---------- Dataset entries ----------

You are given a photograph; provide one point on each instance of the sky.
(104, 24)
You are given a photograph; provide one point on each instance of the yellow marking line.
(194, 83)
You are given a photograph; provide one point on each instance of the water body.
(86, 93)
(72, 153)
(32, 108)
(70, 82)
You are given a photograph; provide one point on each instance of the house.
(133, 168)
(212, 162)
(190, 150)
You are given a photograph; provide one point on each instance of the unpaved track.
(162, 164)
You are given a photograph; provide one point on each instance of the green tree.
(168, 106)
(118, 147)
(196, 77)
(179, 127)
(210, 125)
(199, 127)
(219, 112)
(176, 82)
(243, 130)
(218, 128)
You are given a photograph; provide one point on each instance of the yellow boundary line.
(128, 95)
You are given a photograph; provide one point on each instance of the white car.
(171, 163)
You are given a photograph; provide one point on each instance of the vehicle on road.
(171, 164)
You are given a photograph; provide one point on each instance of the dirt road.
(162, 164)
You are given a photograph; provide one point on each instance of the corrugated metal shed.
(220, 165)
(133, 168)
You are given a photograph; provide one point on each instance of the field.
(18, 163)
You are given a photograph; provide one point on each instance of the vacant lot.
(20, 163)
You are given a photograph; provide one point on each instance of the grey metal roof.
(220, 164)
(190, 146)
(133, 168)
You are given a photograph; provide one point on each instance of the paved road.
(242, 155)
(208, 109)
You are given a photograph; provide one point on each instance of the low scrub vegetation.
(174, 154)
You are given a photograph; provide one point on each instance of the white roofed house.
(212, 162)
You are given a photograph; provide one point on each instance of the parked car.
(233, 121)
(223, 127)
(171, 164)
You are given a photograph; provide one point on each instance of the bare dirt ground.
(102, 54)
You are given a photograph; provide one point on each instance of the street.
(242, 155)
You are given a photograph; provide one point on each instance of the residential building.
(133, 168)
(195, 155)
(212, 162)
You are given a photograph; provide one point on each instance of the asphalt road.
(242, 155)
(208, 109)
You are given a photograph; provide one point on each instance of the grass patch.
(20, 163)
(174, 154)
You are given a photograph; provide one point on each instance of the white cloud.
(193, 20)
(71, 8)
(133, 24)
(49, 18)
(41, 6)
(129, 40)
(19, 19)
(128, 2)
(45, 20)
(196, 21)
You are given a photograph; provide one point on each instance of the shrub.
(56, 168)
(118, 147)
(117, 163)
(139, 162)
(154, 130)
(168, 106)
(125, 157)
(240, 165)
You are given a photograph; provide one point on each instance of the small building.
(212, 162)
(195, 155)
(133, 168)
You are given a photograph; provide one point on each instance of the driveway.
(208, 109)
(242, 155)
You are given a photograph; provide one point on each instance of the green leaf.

----------

Required work. Write out as a JSON list of strings every line from the one containing "the residential building." through the end of the items, inclusive, with one string per line and blank lines omitted.

Problem solution.
[
  "You are given a photograph; provide one point on each instance of the residential building.",
  "(133, 168)",
  "(195, 155)",
  "(212, 162)",
  "You are given a photograph; provide one point on each instance of the asphalt road.",
  "(242, 155)",
  "(208, 109)",
  "You are given a photograph; provide one point on each instance of the grass patch.",
  "(20, 163)",
  "(174, 154)",
  "You are given a photograph; provide one point on each instance of the white cloud.",
  "(193, 20)",
  "(71, 8)",
  "(133, 24)",
  "(49, 18)",
  "(41, 6)",
  "(129, 40)",
  "(19, 19)",
  "(128, 2)",
  "(45, 20)",
  "(196, 21)",
  "You are given a photograph; provide one point on each instance of the shrub.",
  "(56, 168)",
  "(118, 147)",
  "(117, 163)",
  "(139, 162)",
  "(154, 130)",
  "(168, 106)",
  "(125, 157)",
  "(240, 165)",
  "You are given a photograph; provide one point on each instance of the small building.",
  "(212, 162)",
  "(195, 155)",
  "(133, 168)",
  "You are given a photograph; provide one point on each instance of the driveway.",
  "(208, 109)",
  "(242, 155)",
  "You are given a photograph; provide one point on each instance of the green leaf."
]